> **Data section**:
_ _ _
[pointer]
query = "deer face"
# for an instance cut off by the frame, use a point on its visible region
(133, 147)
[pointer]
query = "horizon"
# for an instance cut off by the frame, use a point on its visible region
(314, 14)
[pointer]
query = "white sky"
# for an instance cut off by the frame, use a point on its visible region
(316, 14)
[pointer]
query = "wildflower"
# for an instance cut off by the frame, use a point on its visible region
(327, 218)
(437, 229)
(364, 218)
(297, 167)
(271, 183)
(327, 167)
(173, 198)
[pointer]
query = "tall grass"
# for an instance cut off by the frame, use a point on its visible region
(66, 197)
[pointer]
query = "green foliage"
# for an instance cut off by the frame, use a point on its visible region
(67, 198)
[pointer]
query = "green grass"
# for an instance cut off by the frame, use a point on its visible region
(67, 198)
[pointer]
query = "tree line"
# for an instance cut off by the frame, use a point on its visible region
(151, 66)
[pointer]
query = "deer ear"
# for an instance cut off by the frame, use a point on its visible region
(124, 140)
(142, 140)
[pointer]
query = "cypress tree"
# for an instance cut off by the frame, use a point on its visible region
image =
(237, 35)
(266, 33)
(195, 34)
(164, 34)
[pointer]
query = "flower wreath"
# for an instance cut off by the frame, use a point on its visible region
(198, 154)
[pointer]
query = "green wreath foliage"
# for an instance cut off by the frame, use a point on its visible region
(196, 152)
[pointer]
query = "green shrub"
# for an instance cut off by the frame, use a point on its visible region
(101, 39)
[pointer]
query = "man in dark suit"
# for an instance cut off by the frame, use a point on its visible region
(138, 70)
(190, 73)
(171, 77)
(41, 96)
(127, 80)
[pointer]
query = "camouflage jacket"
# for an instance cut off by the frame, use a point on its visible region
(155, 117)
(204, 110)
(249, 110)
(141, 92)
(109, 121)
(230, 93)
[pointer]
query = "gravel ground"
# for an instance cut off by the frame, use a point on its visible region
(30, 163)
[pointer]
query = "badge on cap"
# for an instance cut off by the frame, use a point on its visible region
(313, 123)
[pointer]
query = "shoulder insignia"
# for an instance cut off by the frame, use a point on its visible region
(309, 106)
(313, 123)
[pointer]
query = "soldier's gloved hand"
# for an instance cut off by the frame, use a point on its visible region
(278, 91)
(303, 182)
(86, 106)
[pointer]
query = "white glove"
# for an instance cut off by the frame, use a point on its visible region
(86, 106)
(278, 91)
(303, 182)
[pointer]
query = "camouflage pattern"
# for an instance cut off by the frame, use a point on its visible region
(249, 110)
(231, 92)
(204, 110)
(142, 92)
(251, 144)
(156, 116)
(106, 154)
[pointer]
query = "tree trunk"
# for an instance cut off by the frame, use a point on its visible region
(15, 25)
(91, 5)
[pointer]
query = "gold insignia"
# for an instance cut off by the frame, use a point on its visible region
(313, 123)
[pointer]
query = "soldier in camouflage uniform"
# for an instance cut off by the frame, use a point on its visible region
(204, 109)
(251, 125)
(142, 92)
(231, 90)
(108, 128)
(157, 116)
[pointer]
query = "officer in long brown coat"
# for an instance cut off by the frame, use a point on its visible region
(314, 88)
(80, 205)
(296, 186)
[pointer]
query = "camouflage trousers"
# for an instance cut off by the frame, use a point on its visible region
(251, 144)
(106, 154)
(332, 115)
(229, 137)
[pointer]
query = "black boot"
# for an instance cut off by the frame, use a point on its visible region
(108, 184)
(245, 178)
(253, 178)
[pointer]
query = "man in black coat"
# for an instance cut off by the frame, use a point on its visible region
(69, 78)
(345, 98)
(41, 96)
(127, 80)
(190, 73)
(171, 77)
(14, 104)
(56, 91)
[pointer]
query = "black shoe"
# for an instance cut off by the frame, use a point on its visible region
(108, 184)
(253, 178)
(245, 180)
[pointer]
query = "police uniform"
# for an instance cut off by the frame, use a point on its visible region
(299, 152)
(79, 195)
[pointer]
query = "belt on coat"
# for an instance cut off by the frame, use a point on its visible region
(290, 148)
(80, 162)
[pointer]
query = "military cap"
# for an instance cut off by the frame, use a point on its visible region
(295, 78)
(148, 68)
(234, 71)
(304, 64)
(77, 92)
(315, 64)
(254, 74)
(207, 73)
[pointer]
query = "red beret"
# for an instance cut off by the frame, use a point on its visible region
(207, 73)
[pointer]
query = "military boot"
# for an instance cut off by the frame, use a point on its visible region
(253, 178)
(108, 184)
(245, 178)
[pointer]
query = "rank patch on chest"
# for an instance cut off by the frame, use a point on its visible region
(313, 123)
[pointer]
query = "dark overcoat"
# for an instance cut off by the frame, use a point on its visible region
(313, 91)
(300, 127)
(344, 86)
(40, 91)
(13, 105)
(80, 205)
_ _ _
Once the lines of the entries containing the word "boot" have been counted, report the number alone.

> **Solution to this problem**:
2